Look at every line of the material and count the ones holding the word "black". The answer is the number only.

**Records for the exercise**
++++++++++++++++++++
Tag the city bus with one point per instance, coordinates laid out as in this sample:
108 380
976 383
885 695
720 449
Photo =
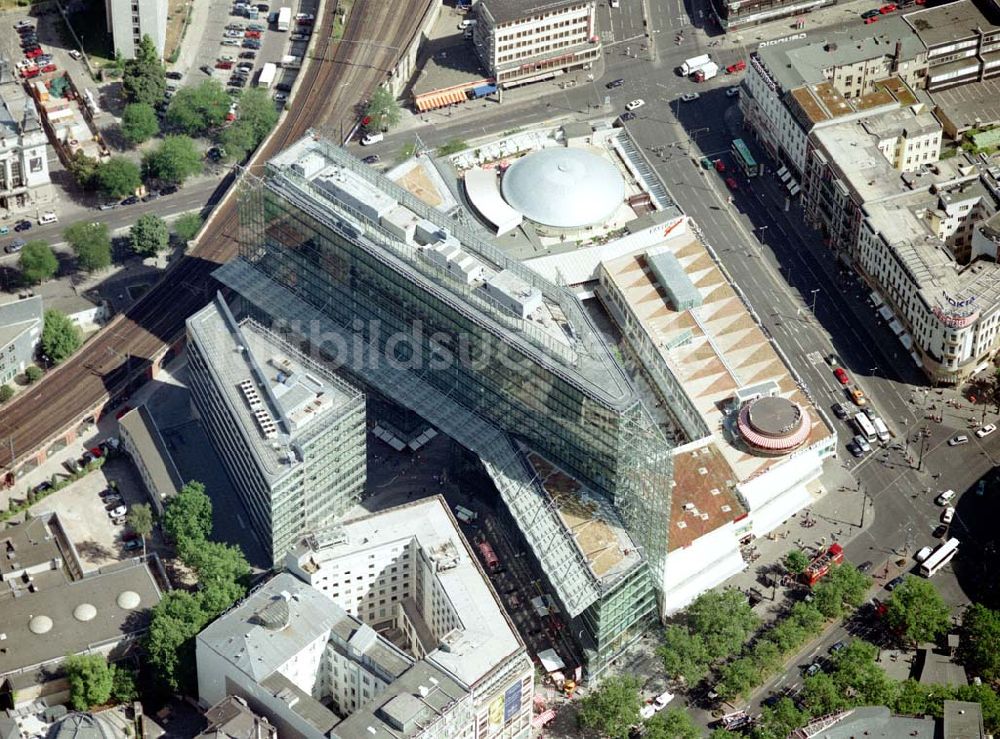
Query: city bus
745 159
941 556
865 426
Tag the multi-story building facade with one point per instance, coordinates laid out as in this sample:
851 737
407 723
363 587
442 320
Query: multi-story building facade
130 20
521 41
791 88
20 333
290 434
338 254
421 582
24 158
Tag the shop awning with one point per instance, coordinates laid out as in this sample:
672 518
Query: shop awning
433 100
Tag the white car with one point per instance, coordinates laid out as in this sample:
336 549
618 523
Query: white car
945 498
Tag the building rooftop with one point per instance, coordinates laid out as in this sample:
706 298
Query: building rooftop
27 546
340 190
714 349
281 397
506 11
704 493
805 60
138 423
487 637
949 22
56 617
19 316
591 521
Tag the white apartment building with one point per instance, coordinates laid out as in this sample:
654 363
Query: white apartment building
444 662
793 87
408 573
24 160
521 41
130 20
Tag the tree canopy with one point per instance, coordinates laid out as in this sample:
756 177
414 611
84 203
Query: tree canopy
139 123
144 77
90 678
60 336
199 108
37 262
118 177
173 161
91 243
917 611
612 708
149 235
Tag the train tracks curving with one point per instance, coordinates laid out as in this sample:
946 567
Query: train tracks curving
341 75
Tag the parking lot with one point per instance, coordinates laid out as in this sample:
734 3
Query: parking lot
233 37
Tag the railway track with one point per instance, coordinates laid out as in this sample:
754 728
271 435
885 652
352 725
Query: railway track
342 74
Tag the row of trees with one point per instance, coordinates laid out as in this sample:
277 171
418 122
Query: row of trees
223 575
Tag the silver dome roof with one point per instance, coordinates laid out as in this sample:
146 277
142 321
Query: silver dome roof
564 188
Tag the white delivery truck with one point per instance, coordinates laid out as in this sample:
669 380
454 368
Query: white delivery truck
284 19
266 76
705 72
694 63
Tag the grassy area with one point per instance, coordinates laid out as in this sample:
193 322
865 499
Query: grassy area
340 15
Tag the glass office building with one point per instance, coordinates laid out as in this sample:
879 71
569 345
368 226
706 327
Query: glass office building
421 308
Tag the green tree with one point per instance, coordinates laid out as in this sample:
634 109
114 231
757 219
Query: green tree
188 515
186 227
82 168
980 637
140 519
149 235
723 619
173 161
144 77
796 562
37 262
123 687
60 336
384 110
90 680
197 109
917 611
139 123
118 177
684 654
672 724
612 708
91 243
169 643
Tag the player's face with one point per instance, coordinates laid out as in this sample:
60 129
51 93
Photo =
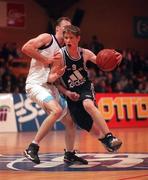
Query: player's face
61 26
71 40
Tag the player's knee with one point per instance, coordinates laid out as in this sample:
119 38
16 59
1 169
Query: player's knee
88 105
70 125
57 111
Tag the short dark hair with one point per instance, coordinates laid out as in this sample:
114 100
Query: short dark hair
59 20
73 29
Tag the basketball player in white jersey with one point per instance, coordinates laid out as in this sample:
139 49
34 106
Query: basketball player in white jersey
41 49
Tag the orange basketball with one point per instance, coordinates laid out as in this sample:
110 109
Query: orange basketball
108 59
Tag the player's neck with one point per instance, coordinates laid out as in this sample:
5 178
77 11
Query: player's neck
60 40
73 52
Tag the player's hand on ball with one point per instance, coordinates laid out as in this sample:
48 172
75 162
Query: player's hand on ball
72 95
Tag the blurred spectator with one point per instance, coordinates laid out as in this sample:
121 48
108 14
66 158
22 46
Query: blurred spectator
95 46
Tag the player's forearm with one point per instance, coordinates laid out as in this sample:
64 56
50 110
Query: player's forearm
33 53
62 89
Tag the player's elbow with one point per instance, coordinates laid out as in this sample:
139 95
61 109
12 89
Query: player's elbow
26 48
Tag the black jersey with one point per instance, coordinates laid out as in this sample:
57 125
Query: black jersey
++++++++++++++++++++
**Answer space**
2